> Goal
The required output is the line containing "Expected: one point per instance of the blurred" through the final line of the material below, printed exactly, with no other lines.

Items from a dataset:

* * * * * * *

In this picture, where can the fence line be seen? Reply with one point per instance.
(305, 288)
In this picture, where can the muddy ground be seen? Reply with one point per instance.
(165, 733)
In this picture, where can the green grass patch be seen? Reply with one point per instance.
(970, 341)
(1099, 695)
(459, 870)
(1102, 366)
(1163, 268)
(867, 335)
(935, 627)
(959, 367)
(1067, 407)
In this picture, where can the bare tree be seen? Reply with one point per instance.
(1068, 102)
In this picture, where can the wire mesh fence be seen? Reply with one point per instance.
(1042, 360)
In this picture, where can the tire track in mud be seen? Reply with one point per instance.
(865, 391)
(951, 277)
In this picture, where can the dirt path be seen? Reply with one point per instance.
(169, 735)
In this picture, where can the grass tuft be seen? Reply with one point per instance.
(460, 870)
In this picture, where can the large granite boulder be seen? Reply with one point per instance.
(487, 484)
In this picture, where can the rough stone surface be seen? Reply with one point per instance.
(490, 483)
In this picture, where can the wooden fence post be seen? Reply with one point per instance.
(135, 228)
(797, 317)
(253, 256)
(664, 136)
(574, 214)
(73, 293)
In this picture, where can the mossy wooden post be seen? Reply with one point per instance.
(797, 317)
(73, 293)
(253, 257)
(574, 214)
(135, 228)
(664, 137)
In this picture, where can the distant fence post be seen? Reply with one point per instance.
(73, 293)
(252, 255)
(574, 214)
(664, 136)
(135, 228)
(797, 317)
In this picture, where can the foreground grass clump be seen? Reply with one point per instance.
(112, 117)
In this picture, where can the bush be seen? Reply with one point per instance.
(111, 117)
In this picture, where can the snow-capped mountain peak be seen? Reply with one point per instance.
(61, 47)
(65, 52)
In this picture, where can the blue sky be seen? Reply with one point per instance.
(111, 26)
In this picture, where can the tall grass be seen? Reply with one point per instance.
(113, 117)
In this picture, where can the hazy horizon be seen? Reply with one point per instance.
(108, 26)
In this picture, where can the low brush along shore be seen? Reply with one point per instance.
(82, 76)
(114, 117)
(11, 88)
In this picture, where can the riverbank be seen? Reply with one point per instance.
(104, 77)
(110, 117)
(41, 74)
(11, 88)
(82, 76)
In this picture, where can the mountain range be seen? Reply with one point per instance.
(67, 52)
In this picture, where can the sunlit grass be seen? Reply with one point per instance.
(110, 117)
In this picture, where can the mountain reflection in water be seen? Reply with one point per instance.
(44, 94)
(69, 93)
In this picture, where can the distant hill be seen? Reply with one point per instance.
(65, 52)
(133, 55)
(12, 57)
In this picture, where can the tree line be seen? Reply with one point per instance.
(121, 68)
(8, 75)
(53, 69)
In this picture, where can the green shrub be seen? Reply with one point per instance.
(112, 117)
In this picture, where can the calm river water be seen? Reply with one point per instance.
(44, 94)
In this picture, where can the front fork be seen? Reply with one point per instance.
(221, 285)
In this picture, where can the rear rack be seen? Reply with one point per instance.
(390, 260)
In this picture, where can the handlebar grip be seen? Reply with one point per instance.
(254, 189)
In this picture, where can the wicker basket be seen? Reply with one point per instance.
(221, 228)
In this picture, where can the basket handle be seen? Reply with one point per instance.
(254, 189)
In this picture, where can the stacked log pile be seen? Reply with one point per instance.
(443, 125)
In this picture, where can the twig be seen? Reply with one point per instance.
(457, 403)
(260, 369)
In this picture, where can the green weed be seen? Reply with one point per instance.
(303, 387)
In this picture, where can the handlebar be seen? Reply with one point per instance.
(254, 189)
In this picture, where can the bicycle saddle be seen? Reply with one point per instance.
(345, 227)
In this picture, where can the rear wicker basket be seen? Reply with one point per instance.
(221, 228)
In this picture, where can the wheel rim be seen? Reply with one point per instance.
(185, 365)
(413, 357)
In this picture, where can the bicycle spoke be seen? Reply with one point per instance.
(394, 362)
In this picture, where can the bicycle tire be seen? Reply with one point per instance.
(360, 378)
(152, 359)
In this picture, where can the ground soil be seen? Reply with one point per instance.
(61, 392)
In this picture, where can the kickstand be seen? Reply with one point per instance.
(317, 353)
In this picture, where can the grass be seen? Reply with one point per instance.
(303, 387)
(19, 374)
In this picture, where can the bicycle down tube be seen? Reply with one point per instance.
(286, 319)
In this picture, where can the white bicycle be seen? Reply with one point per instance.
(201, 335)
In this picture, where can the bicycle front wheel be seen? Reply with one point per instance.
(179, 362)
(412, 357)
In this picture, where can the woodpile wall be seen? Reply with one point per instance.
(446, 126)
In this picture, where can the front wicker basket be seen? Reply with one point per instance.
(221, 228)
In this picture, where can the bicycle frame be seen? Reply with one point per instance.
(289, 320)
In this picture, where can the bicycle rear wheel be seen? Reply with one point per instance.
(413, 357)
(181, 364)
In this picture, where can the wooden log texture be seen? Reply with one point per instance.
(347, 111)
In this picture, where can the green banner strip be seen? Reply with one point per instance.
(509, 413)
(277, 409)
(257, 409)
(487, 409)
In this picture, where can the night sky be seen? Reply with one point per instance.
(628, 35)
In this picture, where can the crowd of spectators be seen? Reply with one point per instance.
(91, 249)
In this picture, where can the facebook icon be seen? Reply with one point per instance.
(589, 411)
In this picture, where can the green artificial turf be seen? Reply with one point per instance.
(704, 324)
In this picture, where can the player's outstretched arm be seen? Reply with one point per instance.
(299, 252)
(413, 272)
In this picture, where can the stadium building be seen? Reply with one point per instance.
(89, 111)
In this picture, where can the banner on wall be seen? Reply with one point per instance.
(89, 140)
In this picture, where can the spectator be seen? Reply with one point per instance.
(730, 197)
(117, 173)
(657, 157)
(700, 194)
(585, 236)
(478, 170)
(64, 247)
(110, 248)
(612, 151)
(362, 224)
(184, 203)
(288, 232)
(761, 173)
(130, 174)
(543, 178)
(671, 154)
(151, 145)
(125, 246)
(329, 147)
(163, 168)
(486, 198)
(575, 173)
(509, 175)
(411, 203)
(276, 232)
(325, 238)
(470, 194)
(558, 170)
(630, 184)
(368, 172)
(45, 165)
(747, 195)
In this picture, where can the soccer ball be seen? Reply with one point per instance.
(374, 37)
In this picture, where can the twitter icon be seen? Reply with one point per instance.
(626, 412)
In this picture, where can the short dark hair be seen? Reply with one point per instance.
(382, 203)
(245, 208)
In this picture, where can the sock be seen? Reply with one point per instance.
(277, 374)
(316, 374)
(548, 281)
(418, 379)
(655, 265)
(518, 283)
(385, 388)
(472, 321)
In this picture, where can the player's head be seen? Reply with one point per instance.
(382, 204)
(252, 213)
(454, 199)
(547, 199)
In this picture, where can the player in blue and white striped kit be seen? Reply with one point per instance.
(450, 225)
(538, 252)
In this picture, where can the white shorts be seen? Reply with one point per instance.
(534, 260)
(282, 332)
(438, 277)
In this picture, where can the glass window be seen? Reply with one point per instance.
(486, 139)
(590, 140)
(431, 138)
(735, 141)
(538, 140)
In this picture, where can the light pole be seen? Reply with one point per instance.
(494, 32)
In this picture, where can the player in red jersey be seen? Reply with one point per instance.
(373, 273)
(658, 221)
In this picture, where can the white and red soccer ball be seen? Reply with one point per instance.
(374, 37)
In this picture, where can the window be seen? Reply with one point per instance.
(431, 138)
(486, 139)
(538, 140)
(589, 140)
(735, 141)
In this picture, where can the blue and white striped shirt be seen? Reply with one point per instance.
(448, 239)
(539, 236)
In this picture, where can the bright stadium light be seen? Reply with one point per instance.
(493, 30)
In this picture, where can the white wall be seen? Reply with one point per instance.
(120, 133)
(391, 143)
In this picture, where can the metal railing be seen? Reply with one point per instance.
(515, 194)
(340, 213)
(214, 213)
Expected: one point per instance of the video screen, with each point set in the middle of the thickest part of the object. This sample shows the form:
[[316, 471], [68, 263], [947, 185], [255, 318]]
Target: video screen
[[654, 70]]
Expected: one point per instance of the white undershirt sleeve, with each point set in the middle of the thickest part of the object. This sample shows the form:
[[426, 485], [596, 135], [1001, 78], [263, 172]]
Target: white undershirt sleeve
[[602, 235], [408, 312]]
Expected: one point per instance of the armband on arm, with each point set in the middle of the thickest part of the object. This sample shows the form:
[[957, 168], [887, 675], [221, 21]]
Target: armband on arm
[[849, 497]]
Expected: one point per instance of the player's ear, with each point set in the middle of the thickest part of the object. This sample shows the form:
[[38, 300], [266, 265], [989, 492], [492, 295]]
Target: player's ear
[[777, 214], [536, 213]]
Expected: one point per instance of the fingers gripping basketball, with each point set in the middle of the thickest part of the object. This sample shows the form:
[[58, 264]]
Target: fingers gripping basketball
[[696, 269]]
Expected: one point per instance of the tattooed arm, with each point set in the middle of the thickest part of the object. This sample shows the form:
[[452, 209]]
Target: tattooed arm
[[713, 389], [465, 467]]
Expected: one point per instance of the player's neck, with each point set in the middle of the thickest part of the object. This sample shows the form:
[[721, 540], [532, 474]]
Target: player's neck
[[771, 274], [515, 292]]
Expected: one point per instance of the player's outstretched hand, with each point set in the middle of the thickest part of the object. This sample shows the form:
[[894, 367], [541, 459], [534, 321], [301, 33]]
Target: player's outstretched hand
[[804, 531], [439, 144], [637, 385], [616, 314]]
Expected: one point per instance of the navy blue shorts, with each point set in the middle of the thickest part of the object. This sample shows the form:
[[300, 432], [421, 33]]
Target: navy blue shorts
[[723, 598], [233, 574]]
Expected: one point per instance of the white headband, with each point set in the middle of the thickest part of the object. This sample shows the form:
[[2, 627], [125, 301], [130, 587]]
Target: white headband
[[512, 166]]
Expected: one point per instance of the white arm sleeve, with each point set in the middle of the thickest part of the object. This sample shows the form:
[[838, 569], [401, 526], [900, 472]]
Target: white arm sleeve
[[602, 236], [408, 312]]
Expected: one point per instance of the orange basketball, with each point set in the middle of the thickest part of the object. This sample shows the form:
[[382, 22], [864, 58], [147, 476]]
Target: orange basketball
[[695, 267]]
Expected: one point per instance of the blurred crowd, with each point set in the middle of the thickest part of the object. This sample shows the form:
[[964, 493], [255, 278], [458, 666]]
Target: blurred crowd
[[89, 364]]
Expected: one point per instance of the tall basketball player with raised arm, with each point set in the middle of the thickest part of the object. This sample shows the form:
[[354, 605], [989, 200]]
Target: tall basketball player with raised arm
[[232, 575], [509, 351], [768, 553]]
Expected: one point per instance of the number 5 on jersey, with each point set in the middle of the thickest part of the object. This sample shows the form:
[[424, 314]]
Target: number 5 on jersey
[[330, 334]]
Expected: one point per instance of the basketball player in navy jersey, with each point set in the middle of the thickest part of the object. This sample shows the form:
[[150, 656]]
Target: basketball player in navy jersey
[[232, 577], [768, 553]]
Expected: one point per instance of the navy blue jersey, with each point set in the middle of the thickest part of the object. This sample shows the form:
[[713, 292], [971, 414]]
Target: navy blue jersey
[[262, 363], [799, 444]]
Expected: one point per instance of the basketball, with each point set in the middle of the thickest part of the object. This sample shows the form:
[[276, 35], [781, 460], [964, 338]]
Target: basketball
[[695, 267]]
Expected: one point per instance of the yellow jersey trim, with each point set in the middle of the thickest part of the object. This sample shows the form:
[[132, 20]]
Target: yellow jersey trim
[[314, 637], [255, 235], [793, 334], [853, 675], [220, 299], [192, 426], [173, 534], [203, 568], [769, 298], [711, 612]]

* * * * * * *

> Solution to this problem
Expected: one point per instance of the blurred crowd, with each point set in the middle of the thickest part of the object. This sample shows the form:
[[964, 493], [255, 278], [458, 666]]
Target: blurred crowd
[[89, 364]]
Expected: one point per instance of the tall basketball player with raised arm, with each point set in the middle of the thickest part of the object. This sample shows the form:
[[354, 605], [989, 200]]
Target: tall basketball player with raised arm
[[232, 575], [509, 351], [768, 553]]
Expected: one point per instance of the number 5 on jersey, with each point set in the middle of the thickest part of the object. This sample shows the form:
[[424, 314]]
Target: number 5 on jersey
[[330, 334]]
Expected: one point per instance of the basketball player in navy jersey, with each point set in the middle of the thickest part of the object. This sample shows the form:
[[150, 656]]
Target: basketball player in navy jersey
[[232, 577], [768, 553]]
Expected: one point per instance of the navy blue jersey, with each point set in the middle of the thickest part of the object. This sample shows the form:
[[713, 292], [971, 414]]
Target: navy blue jersey
[[262, 363], [799, 444]]
Expected: one point per instance of the basketball, with each point set in the middle of the thickest part of the object. This sample shows the form:
[[276, 35], [781, 460], [964, 338]]
Target: basketball
[[695, 267]]
Expected: one point per instance of the yellow jersey trim, with each point set in the middle of the thickest part of the object. This sample shows the form:
[[132, 20]]
Target: yellow jersey trim
[[314, 637], [255, 235], [793, 334], [853, 675], [220, 299], [192, 426], [173, 534], [203, 568], [769, 298], [711, 612]]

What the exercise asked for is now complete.